Top of MATERIAL FOR THE TASK

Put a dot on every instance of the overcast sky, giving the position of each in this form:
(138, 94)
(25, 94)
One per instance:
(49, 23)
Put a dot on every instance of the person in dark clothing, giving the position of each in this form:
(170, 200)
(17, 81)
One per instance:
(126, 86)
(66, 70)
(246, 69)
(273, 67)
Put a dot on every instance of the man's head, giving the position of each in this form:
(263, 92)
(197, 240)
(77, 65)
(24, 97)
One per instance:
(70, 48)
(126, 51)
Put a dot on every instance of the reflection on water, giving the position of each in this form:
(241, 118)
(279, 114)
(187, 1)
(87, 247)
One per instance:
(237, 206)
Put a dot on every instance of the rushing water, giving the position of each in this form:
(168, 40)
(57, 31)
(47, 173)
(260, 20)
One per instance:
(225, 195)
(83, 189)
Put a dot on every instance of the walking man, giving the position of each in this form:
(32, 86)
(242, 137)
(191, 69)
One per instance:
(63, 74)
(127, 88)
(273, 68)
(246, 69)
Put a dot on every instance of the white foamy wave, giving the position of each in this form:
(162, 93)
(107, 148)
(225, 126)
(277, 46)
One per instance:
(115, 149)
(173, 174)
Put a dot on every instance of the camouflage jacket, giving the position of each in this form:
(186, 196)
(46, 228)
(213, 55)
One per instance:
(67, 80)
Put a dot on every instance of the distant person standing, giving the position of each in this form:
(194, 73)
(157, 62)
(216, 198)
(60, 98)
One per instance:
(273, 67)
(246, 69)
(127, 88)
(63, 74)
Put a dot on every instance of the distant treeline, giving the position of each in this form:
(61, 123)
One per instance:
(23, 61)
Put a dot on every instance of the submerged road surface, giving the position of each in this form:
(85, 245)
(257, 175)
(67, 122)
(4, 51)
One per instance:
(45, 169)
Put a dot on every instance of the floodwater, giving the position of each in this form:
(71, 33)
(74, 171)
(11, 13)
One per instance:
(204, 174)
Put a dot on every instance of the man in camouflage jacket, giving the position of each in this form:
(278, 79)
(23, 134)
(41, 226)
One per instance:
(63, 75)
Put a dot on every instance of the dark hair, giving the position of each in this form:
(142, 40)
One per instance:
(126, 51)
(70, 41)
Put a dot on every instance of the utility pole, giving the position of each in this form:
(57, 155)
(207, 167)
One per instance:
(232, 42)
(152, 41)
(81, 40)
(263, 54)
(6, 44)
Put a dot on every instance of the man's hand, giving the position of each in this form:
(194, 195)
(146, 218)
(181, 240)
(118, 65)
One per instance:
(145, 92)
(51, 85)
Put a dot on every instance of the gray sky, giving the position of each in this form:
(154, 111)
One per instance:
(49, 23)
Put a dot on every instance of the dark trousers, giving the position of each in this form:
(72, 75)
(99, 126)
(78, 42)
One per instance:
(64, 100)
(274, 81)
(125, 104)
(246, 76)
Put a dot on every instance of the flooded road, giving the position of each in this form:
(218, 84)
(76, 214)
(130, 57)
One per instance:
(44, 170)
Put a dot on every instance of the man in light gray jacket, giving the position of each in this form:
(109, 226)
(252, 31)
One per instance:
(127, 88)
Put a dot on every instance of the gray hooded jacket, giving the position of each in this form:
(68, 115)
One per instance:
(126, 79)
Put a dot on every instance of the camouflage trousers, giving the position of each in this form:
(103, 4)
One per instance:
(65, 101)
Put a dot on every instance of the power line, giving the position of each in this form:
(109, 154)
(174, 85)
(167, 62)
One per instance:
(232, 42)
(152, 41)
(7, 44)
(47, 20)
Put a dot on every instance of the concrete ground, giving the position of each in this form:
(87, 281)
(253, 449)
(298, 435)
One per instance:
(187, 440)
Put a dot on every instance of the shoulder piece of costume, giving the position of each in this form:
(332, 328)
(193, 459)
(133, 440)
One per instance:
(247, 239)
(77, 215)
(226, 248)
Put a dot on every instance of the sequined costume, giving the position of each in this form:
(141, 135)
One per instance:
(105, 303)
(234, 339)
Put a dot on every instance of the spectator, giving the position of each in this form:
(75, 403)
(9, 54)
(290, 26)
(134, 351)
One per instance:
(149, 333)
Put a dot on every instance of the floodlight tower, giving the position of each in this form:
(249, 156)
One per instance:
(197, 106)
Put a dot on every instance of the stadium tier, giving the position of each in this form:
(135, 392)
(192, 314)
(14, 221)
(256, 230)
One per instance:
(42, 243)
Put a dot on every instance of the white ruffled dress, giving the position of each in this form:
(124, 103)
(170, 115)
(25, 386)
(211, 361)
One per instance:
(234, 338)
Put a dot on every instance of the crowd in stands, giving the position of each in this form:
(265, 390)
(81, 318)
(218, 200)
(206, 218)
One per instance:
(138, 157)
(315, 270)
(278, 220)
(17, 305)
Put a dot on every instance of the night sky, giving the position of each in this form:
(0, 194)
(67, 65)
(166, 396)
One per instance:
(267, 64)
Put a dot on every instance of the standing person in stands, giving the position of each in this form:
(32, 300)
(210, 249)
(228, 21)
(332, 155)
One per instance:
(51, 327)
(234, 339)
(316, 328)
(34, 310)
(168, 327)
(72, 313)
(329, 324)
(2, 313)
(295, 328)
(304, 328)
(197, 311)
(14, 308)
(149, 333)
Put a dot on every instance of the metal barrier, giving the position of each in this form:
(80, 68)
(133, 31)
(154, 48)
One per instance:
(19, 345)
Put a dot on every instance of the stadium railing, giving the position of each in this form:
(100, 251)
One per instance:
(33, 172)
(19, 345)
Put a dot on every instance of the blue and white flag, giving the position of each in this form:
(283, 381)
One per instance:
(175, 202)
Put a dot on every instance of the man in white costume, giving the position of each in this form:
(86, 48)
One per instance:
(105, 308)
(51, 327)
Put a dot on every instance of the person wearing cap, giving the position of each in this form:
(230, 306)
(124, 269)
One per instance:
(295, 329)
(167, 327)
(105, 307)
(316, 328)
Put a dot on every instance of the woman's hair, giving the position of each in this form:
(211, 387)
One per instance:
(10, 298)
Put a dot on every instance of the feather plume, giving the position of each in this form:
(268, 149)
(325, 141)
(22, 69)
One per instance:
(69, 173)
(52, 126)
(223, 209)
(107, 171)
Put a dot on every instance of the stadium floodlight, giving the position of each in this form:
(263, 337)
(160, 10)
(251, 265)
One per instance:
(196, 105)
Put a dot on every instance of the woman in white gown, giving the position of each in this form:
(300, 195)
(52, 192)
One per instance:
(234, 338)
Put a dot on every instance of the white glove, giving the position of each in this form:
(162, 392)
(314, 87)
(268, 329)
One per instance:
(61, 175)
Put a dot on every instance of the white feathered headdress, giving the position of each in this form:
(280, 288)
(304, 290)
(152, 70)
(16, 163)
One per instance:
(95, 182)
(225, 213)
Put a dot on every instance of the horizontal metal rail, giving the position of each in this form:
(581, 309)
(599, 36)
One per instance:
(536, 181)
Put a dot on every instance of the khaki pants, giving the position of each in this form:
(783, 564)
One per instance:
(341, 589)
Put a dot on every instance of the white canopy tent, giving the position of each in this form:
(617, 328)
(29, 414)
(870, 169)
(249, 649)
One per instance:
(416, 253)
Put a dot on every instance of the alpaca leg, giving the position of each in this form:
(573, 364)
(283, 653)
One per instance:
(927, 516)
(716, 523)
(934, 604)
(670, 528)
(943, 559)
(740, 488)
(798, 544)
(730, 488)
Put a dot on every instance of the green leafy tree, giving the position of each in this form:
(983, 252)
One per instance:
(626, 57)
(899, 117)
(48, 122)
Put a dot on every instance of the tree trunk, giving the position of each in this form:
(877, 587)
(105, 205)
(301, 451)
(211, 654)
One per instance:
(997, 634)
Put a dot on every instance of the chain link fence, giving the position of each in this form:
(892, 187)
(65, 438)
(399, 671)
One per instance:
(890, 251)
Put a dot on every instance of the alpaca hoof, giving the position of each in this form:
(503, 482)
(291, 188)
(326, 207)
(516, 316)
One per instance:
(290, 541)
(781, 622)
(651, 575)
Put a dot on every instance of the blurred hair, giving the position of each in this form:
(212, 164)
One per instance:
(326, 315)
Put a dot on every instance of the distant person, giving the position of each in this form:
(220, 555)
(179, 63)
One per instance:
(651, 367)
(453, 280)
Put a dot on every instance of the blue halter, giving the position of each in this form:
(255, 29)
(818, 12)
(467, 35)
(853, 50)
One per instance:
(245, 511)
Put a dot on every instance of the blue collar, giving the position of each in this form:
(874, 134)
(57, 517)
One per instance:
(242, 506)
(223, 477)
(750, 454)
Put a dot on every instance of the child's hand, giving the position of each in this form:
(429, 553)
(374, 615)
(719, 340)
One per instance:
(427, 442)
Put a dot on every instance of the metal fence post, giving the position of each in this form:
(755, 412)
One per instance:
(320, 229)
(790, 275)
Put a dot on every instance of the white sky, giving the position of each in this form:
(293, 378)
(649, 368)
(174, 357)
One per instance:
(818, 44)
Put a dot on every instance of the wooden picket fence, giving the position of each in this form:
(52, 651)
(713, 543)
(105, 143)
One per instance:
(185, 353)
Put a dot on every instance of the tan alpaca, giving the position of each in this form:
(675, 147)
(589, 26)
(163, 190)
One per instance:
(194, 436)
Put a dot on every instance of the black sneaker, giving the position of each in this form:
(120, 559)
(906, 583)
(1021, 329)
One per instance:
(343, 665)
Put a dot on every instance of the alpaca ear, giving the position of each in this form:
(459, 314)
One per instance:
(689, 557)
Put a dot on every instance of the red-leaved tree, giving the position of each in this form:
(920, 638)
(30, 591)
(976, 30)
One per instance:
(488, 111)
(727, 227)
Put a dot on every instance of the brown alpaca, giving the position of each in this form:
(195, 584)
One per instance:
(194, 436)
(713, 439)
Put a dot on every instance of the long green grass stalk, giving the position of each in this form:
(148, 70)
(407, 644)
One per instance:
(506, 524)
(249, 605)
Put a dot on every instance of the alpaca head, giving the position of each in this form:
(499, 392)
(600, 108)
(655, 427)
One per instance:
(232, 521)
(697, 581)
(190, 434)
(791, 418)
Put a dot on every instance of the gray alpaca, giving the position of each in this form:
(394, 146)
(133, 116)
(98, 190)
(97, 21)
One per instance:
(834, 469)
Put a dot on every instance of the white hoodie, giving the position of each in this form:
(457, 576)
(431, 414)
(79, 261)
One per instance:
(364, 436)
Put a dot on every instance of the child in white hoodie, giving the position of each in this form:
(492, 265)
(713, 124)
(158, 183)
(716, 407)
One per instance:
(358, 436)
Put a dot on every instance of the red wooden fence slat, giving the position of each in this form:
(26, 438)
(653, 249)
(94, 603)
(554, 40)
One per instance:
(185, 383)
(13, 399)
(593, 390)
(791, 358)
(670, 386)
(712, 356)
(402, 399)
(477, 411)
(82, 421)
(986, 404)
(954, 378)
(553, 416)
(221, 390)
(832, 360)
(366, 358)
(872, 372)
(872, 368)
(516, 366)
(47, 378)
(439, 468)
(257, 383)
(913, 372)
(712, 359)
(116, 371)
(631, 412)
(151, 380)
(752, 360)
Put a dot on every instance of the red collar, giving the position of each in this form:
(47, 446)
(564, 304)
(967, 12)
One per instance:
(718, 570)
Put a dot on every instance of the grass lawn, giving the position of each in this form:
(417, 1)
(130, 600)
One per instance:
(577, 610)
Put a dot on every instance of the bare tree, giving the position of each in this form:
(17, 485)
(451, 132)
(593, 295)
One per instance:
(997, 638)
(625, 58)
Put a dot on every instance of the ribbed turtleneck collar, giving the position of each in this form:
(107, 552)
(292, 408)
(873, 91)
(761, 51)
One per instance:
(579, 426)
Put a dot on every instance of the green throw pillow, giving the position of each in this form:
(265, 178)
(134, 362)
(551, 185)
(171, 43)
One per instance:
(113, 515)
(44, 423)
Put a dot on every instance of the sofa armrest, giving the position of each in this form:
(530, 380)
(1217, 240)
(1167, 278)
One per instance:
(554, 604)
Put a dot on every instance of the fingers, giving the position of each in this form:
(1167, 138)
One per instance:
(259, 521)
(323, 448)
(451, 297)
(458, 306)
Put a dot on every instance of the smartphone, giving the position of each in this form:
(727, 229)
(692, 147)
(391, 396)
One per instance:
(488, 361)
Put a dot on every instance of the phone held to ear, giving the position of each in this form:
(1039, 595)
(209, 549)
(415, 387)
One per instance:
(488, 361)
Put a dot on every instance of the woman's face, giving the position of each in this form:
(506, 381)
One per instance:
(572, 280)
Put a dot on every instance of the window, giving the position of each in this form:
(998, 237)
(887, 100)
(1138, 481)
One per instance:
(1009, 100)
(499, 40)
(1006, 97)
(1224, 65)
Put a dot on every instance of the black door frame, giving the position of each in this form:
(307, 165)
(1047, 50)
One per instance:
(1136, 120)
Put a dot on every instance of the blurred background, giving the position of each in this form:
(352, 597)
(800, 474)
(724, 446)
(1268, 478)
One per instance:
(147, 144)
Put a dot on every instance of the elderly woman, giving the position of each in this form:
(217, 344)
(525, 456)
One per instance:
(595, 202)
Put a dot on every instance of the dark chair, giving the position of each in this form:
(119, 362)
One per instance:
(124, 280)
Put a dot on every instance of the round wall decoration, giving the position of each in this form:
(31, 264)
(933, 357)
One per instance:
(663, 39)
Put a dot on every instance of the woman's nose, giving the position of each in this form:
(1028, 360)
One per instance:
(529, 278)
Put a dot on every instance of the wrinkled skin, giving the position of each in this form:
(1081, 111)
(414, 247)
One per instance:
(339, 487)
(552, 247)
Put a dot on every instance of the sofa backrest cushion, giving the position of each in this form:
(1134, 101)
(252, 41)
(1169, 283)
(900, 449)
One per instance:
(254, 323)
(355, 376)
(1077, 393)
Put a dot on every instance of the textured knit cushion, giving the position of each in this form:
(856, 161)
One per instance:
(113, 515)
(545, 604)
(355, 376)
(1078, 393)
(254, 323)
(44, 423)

Bottom of MATERIAL FOR THE TASK

YOUR GOAL: Report every line of the entries that carries the word "cushion".

YOUR SOLUTION:
Put a dot on every instance of the sofa backrest cushion, giving the position of each in this form:
Put a dot on every instance of the textured knit cushion, giving the position of each in this form:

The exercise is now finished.